■ **Collection entries**

## BEGIN

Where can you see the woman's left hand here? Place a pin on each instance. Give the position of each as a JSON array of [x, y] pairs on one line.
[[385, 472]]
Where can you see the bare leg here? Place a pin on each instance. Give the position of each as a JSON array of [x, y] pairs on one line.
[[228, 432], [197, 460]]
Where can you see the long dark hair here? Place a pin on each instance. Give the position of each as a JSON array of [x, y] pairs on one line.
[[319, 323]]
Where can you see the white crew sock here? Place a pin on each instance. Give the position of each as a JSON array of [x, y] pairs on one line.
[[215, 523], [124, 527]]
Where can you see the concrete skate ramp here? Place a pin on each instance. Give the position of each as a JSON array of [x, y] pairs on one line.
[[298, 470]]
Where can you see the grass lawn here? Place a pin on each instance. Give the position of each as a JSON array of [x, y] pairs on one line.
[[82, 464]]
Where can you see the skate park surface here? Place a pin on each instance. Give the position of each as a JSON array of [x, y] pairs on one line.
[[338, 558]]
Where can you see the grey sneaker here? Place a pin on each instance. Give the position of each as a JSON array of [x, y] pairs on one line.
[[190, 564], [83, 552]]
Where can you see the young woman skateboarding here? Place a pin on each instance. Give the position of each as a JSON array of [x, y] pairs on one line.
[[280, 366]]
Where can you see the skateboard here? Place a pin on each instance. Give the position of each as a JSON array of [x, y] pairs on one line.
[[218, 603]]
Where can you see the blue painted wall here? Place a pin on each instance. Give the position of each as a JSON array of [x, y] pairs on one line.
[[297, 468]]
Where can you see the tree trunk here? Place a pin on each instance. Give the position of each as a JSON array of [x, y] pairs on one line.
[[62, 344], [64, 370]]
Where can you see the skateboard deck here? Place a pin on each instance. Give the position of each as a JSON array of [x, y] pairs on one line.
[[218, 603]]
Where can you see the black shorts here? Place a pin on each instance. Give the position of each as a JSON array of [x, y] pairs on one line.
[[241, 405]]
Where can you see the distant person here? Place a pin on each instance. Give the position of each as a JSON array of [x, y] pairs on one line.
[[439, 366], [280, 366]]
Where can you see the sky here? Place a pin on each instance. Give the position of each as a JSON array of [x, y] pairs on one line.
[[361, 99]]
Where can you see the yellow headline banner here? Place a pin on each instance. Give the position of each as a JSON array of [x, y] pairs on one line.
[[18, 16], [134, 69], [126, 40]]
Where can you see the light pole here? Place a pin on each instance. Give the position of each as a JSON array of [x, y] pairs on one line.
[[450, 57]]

## END

■ **Aim**
Rewrite all of the items above with "pin" changed to "marker" wherever it occurs, keeping every other word the same.

■ **The response**
Where can you see the woman's left hand here? Place a marker on each instance. Give the position of each as a JSON array of [x, y] pairs on one line.
[[385, 472]]
Where can you see the bare leg here? Place a marker on each instance. Give the position of each as a JSON array of [x, y] pairs on one line.
[[228, 432], [197, 460]]
Where can you see the long dark hair here? Place a marker on each instance. Give the position of each as a JSON array of [x, y] pairs on one line.
[[319, 323]]
Where can you see the white crew sock here? Place a marker on each instance. Give the position of each as a JSON array of [x, y] pairs on one line.
[[215, 523], [124, 527]]
Where can you see the concrete skate ramp here? Place a marker on each instance. Give the position of each as a JSON array of [x, y] pairs on one line.
[[298, 470]]
Where can you see the grass lawn here? Place a marker on each instance. Give the position of each as a JSON array of [x, y] pairs on one line.
[[82, 464]]
Where can you see the skate park surface here? Place a marker on each instance. Give the position of each as a JSON array of [x, y] pairs on one line.
[[338, 558]]
Where can you see the grey sneaker here? Place a marker on each instance. Give the position of each as a JSON array of [x, y] pairs on one line.
[[190, 564], [83, 552]]
Where can you see the young woman skateboarding here? Place a marker on each instance. Give the position of each as a JSON array of [x, y] pairs on one line.
[[280, 366]]
Where can you see the skateboard here? Place a marker on each instance. Give the position of each as a JSON array of [x, y] pairs on one line.
[[218, 603]]
Where can you see the blue painted wall here? Place a marker on each instance. Give the position of each as a JSON array of [x, y] pairs on one line.
[[297, 468]]
Where can you see the tree trunk here? Place a marker on each instance. Give the position of each as a JSON array of [x, y] pairs on one line.
[[62, 344], [64, 370]]
Where can you see the skateboard deck here? Place a marker on each instance. Give the position of each as a JSON array of [x, y] pairs on one line.
[[218, 603]]
Where can you see the black shorts here? Place a marker on each instance. Give the position of each as a JSON array of [x, y] pairs on one line.
[[241, 405]]
Where can you see the distant person here? Place a marker on each instance. Give the position of each as a JSON array of [x, y] pairs on one line.
[[439, 366], [280, 366]]
Where can you see the sky here? Place a marker on each instance. Give the position of each as a JSON array of [x, y] pairs on one line.
[[361, 99]]
Where can you see the yellow headline banner here? Place a marker on each instance. Give the position of each as a JSON array of [x, y] pairs on one line.
[[18, 16], [134, 69], [126, 40]]
Where can you see the light pole here? Place a marker on each instance. Give the position of each as a JSON array of [x, y] pairs on one line.
[[450, 57]]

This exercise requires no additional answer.